-- start --

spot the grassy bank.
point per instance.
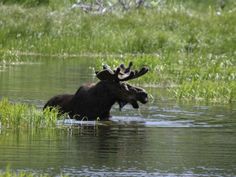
(189, 47)
(16, 115)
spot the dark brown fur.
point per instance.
(95, 101)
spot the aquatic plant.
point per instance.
(17, 115)
(188, 45)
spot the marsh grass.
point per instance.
(18, 115)
(11, 173)
(188, 45)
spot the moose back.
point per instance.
(95, 100)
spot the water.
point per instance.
(163, 138)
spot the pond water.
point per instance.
(162, 138)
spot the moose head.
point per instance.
(95, 100)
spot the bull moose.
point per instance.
(95, 100)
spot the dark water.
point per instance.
(163, 138)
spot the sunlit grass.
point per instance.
(18, 115)
(11, 173)
(188, 46)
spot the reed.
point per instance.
(188, 45)
(18, 115)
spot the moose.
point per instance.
(95, 100)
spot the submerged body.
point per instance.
(95, 101)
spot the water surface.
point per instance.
(162, 138)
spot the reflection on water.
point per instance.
(163, 138)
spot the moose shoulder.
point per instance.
(96, 100)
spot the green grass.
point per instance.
(18, 115)
(188, 45)
(10, 173)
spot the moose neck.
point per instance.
(94, 101)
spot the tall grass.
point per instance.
(188, 45)
(17, 115)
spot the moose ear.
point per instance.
(105, 74)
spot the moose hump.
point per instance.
(95, 100)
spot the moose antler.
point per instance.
(121, 73)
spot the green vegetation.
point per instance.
(188, 45)
(19, 115)
(11, 173)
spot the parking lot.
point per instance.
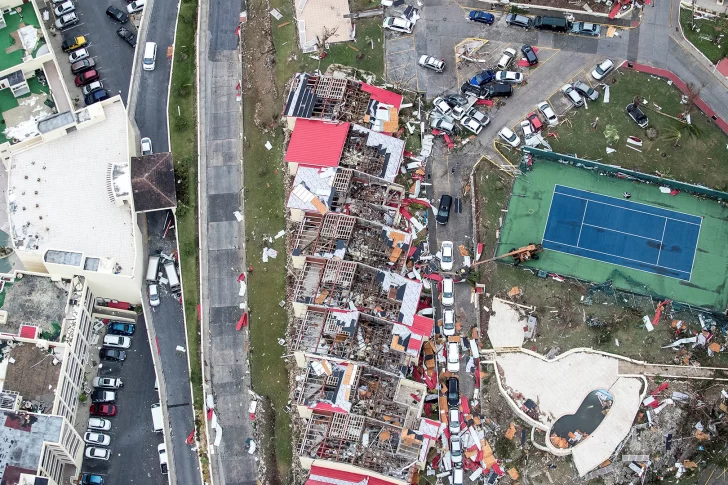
(133, 442)
(113, 56)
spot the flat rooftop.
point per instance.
(64, 195)
(30, 371)
(21, 441)
(34, 301)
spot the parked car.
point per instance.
(453, 418)
(100, 424)
(471, 125)
(117, 14)
(101, 396)
(602, 69)
(586, 28)
(73, 43)
(398, 24)
(87, 77)
(113, 355)
(443, 210)
(107, 382)
(91, 87)
(506, 59)
(510, 77)
(443, 125)
(78, 55)
(432, 63)
(483, 77)
(97, 438)
(121, 328)
(446, 255)
(127, 35)
(117, 341)
(478, 116)
(509, 137)
(519, 20)
(92, 479)
(448, 291)
(95, 453)
(572, 95)
(548, 112)
(586, 90)
(64, 8)
(81, 66)
(453, 392)
(529, 54)
(448, 322)
(637, 115)
(482, 17)
(66, 20)
(102, 410)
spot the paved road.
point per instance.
(222, 239)
(170, 331)
(132, 437)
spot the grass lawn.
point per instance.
(702, 38)
(699, 160)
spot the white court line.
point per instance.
(627, 208)
(615, 256)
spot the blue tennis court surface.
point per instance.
(622, 232)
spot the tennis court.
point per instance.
(622, 232)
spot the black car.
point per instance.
(530, 56)
(453, 392)
(114, 355)
(117, 15)
(443, 210)
(477, 91)
(127, 35)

-- end --

- _To be done_
Can you copy every record above word for word, leaving out the pictures?

- _Result of this task_
spot the grassy bank.
point per instance.
(189, 47)
(16, 115)
spot the dark brown fur.
point per instance.
(95, 101)
spot the aquatic plant.
point per instance.
(17, 115)
(188, 45)
spot the marsh grass.
point per instance.
(18, 115)
(11, 173)
(188, 45)
spot the moose back.
point per instance.
(95, 100)
spot the water.
point per instance.
(163, 138)
spot the pond water.
point per instance.
(162, 138)
spot the moose head.
point per instance.
(95, 100)
spot the bull moose.
point per instance.
(95, 100)
spot the dark water.
point per instance.
(163, 138)
spot the sunlit grass.
point per instance.
(18, 115)
(11, 173)
(188, 46)
spot the reed.
point per instance.
(188, 45)
(18, 115)
spot the moose.
point per instance.
(95, 100)
spot the submerged body.
point per instance.
(95, 101)
spot the water surface.
point per instance.
(162, 138)
spot the reflection on water.
point per instance.
(163, 138)
spot the moose shoulder.
point per instance.
(96, 100)
spot the green grass.
point per instance.
(18, 115)
(188, 45)
(10, 173)
spot the moose neck.
point per instance.
(94, 101)
spot the tall grass.
point per instance.
(188, 45)
(17, 115)
spot the moose ear.
point per instance.
(105, 74)
spot the moose hump.
point per instance.
(95, 100)
spot the moose antler.
point per instance.
(121, 73)
spot the green vegetation.
point per instance.
(188, 45)
(19, 115)
(11, 173)
spot the parking lot.
point per instance.
(133, 442)
(113, 56)
spot the flat rooftop.
point per instance.
(64, 195)
(30, 371)
(21, 441)
(34, 301)
spot the parked car.
point per instance.
(453, 418)
(100, 424)
(471, 125)
(117, 14)
(101, 396)
(602, 69)
(586, 28)
(73, 43)
(398, 24)
(87, 77)
(113, 355)
(443, 210)
(107, 382)
(91, 87)
(506, 59)
(510, 77)
(443, 125)
(78, 55)
(432, 63)
(483, 77)
(97, 438)
(121, 328)
(446, 255)
(127, 35)
(117, 341)
(478, 116)
(509, 137)
(519, 20)
(92, 479)
(448, 291)
(95, 453)
(572, 95)
(548, 112)
(586, 90)
(64, 8)
(81, 66)
(453, 392)
(529, 54)
(448, 322)
(637, 115)
(482, 17)
(66, 20)
(102, 410)
spot the paved road.
point per instance.
(222, 239)
(170, 331)
(132, 437)
spot the grass lawn.
point per instance.
(702, 38)
(699, 160)
spot the white court line.
point per instance.
(627, 208)
(615, 256)
spot the blue tennis court surface.
point per instance.
(622, 232)
spot the tennis court.
point per instance.
(622, 232)
spot the black car.
point per instance.
(530, 56)
(453, 392)
(114, 355)
(117, 15)
(443, 210)
(477, 91)
(127, 35)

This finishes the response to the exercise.